Short task A:
Answer these questions about the Perl performance discussion, one answer per line:
(i) Which profiler's output does the writer ask to see?
(ii) By roughly how much is a perl compiled with ithreads slower?
(iii) Why is the Windows build of perl always compiled with ithreads?
Short task B: Extend the discussion of Perl speed on Windows from its final quoted lines by writing the writer's reply to that point.
──────── Text ────────
I'd be really interested in seeing e.g. the NYTProf output for that run,
compared with that on *nix (if you could upload the HTML versions of
both somewhere, even better).

Maybe "chainlint.pl" is doing something odd, but this goes against the
usual wisdom about what is and isn't slow in Perl on windows, as I
understand it.

I.e. process star-up etc. is slow there, and I/O's a bit slower, but
once you're started up and e.g. slurping up all of those files & parsing
them you're just running "perl-native" code.

Which shouldn't be much slower at all. A perl compiled with ithreads is
(last I checked) around 10-20% slower, and the Windows version is always
compiled with that (it's needed for "fork" emulation).

But most *nix versions are compiled with that too, and certainly the one
you're using with "threads", so that's not the difference.

So I suspect something odd's going on...

>> And if we did cache the results and avoid extra invocations via "make",
>> then we'd want all the parallelism to move to there anyway.
──────── Items ────────
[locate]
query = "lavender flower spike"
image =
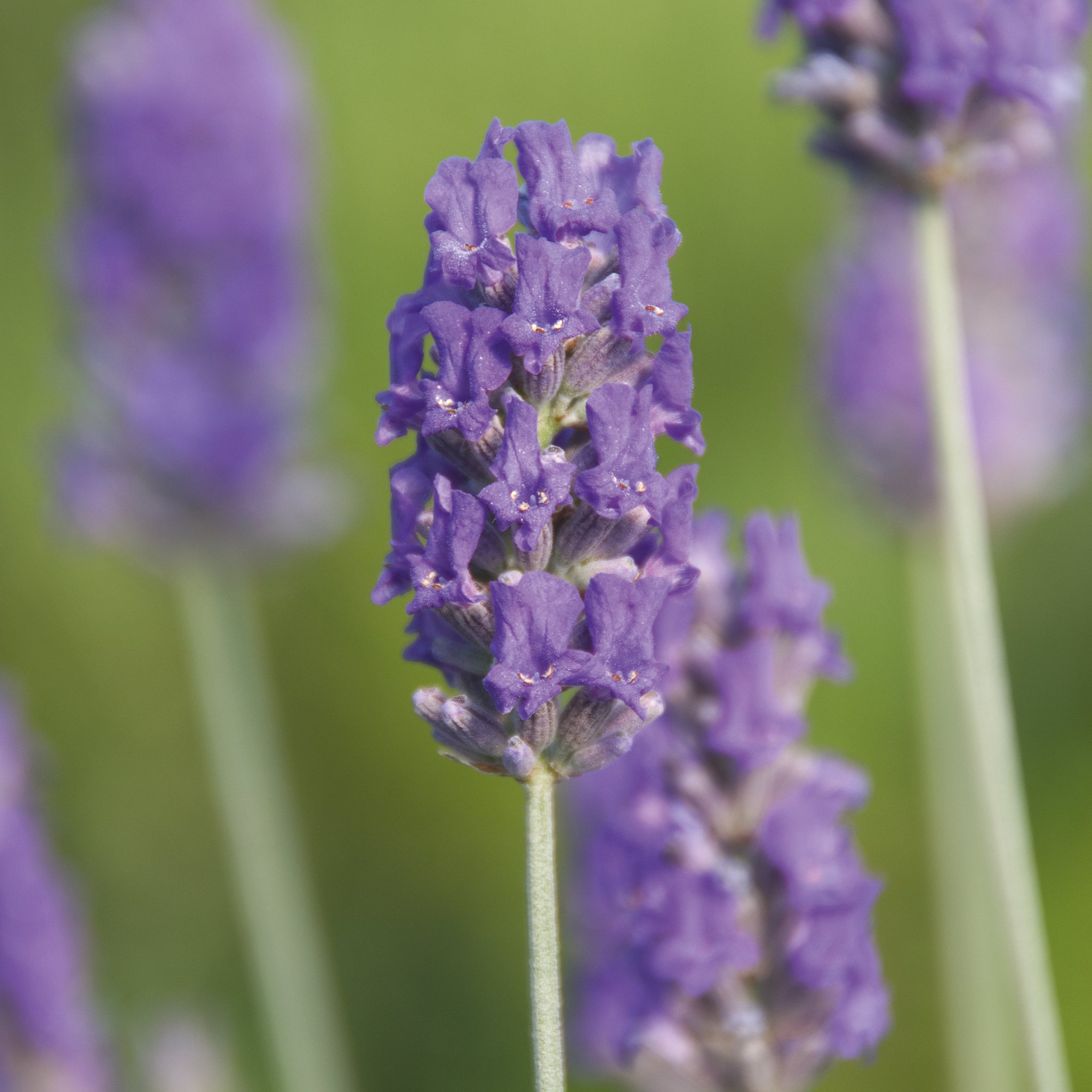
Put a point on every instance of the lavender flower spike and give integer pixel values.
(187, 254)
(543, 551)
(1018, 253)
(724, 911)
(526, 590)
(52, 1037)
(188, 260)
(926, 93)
────────
──────── Items ────────
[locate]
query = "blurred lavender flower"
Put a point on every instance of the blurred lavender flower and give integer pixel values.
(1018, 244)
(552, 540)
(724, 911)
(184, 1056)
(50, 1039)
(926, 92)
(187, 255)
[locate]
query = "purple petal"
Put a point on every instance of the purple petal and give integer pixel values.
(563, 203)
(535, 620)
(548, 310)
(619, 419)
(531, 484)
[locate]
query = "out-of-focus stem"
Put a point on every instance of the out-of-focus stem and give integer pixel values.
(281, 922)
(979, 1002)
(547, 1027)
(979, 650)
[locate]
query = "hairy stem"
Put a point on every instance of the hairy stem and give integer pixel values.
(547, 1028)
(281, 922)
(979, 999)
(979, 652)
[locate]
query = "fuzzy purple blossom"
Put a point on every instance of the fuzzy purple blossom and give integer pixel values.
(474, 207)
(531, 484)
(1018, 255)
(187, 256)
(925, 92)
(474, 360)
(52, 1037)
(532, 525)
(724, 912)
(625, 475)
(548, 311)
────────
──────── Items ────────
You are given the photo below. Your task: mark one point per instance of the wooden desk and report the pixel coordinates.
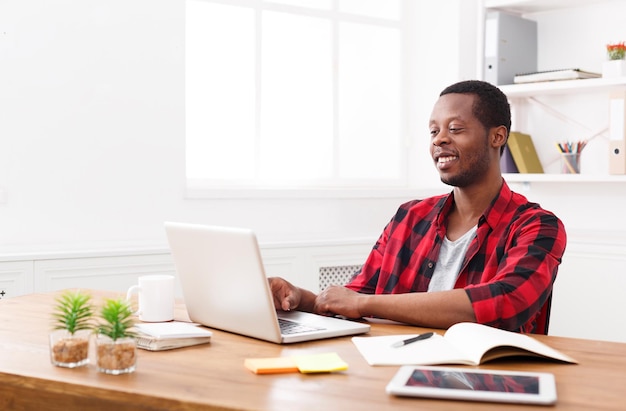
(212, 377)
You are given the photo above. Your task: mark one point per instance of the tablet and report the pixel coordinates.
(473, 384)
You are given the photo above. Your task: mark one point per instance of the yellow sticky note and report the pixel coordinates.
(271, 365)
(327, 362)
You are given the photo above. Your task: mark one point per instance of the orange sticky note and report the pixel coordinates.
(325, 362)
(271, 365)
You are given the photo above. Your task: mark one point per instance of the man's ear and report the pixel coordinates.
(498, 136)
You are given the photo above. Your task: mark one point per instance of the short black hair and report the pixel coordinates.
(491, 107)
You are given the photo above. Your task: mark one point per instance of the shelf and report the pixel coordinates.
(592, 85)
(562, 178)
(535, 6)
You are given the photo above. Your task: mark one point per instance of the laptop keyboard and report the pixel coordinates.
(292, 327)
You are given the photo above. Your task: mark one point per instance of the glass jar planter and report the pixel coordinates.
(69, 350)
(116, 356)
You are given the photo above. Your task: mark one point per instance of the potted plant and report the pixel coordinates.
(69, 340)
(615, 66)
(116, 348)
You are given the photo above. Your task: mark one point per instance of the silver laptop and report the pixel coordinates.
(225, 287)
────────
Final result A:
(i) NYTProf
(ii) Around 10-20%
(iii) It is needed for "fork" emulation.

Final result B:
>>
>> Maybe that gives you more food for thought about whether perl's "use
>> threads" is worth having.
>
> I'm not especially happy about the significant overhead of "ithreads";
> on my (old) machine, although it does improve perceived time
> significantly, it eats up quite a bit of additional user-time. As
> such, I would not be unhappy to see "ithreads" go away, especially
> since fast linting on Windows seems unattainable (at least with Perl).
>
> Overall, I think =C3=86var's plan to parallelize linting via "make" is
> probably the way to go.

Yeah, but that seems to me to be orthagonal to why it's this slow on
Windows, and if it is that wouldn't help much, except for incremental
re-runs.